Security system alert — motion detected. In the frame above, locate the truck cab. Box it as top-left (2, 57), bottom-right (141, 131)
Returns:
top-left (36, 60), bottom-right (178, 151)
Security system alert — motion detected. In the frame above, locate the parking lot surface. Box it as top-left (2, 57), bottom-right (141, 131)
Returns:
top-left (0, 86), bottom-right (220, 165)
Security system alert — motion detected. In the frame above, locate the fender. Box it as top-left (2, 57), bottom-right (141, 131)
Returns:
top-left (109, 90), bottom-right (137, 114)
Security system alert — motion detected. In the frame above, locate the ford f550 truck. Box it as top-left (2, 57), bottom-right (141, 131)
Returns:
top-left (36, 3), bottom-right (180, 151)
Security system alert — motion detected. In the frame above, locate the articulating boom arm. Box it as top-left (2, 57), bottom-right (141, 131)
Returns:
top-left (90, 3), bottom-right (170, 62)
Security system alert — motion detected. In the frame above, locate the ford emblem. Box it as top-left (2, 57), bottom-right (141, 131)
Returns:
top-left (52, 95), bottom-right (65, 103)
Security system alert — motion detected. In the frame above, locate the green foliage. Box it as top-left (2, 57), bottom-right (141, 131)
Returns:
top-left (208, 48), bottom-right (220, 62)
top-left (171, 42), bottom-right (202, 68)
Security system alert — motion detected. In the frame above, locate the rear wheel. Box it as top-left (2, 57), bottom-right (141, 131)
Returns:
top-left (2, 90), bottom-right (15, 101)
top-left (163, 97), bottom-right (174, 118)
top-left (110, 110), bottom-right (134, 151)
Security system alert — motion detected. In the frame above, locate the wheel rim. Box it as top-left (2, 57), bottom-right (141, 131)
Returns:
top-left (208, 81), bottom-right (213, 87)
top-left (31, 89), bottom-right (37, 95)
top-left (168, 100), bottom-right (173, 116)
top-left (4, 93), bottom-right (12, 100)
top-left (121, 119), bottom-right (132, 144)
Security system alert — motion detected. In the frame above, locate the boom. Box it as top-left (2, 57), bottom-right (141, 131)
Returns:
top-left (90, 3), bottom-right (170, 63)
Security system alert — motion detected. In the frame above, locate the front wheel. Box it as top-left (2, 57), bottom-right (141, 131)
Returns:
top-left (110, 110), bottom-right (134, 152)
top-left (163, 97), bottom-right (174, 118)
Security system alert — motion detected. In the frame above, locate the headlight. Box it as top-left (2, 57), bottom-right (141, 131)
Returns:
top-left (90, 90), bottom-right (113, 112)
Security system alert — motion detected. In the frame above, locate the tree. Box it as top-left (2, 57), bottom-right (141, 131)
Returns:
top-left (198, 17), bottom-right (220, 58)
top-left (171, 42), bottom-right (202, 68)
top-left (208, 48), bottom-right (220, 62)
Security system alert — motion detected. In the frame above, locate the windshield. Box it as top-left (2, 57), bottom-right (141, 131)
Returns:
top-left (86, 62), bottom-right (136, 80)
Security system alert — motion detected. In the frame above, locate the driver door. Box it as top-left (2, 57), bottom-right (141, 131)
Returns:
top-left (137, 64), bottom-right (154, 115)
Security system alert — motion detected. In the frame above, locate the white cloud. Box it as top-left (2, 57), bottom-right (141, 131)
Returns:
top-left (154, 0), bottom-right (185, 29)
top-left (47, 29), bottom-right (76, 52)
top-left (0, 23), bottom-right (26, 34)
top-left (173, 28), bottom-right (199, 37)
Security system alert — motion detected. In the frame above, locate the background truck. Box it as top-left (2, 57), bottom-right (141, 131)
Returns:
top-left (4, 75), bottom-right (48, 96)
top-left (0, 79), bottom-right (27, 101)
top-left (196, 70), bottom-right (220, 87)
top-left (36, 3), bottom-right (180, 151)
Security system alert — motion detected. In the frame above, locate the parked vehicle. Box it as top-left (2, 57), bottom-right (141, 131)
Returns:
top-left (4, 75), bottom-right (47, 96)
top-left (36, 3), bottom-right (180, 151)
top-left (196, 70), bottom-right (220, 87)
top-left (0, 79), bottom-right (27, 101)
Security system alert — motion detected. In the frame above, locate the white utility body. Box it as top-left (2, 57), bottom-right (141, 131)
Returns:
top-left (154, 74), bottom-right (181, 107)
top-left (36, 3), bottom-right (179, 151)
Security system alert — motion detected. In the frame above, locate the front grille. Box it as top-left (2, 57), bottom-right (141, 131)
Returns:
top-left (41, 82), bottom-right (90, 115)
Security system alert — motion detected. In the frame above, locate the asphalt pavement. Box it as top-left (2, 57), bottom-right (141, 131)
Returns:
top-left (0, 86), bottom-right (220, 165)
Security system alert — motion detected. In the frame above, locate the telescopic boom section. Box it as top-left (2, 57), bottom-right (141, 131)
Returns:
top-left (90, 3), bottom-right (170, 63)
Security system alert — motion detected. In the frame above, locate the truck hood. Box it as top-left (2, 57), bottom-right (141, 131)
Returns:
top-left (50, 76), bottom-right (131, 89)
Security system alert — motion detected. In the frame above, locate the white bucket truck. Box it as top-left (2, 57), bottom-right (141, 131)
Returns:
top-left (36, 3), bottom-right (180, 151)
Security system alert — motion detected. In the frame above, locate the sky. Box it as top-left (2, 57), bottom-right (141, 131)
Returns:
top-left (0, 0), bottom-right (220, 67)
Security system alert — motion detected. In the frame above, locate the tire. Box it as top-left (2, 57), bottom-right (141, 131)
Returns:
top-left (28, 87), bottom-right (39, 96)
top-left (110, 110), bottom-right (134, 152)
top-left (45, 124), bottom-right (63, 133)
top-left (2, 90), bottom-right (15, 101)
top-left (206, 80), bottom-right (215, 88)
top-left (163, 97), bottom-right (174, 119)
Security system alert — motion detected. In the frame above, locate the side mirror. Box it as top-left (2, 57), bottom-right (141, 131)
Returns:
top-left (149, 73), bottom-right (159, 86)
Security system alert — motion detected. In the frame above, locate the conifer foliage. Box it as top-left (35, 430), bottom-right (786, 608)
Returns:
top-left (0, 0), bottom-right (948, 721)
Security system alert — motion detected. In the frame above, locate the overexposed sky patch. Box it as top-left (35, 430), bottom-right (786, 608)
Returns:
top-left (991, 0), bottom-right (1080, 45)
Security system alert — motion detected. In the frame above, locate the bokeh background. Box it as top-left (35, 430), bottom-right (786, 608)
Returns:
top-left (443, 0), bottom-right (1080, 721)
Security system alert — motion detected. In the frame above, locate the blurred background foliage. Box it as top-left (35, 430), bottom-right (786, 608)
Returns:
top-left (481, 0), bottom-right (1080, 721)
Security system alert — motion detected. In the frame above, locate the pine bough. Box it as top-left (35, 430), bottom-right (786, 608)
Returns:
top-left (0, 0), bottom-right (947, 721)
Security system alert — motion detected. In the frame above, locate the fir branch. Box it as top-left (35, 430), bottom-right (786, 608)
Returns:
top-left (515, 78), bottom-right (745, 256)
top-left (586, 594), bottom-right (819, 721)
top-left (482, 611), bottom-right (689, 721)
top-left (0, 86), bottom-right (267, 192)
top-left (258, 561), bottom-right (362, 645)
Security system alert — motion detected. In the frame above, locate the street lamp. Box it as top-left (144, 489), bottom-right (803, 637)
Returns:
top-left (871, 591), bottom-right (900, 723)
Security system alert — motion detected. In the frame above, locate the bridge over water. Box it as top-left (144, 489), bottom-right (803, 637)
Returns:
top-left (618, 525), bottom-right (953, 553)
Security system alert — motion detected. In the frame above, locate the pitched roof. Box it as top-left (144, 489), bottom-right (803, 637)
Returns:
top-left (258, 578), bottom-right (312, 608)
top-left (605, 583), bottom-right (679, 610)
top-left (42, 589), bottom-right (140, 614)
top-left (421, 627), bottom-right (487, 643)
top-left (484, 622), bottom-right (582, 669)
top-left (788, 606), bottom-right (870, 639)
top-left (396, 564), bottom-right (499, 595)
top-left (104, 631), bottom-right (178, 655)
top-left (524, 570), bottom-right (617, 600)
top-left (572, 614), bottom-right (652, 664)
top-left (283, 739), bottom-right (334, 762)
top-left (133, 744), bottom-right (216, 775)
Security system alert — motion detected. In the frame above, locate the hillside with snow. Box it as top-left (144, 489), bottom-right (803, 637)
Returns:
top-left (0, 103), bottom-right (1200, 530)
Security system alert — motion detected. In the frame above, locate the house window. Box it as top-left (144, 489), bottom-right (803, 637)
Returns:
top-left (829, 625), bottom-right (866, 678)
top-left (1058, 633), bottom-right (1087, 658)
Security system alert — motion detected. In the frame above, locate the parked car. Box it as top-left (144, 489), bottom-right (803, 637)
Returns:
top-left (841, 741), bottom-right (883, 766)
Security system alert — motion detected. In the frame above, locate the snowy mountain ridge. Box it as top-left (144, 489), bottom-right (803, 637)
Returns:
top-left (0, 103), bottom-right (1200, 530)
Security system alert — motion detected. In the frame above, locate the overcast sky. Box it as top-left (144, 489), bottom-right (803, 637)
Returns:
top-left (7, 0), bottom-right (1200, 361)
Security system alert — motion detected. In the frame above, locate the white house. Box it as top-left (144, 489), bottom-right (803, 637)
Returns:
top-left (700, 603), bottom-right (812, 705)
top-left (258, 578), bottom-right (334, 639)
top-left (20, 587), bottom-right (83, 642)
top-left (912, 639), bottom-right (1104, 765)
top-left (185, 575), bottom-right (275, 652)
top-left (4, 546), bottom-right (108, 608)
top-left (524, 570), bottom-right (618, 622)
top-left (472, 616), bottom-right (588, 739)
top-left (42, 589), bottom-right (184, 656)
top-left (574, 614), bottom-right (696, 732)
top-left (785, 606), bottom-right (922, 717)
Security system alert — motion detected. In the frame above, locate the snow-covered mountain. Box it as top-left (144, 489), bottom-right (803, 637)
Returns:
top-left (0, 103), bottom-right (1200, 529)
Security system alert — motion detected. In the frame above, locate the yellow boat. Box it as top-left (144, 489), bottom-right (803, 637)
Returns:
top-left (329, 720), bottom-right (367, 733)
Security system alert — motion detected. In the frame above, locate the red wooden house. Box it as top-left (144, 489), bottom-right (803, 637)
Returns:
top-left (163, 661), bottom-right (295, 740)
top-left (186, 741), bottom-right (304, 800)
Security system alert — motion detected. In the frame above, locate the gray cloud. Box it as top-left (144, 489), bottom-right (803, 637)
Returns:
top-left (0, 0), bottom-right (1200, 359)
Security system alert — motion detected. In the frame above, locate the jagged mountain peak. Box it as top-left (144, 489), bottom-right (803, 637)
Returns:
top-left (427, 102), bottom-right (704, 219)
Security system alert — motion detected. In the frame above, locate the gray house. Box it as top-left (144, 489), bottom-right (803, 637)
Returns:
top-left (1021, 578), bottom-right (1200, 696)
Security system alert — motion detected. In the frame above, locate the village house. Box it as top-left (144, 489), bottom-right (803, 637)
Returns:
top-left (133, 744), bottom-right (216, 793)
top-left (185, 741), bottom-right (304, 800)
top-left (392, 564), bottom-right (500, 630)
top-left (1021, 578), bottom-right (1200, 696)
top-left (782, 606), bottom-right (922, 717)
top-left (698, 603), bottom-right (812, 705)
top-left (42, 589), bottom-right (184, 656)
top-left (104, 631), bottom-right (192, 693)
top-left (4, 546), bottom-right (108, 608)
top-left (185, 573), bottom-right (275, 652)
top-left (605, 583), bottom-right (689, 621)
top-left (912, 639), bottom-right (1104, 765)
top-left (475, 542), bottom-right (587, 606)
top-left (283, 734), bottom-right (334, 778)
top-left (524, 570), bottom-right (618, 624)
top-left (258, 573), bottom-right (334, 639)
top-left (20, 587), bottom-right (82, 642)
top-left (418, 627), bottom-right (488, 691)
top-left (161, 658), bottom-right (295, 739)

- - - -

Count the lines in the items above that contain the string "ford", with uppercase and lowercase treated as different. Give only the number.

— Output for this exercise —
2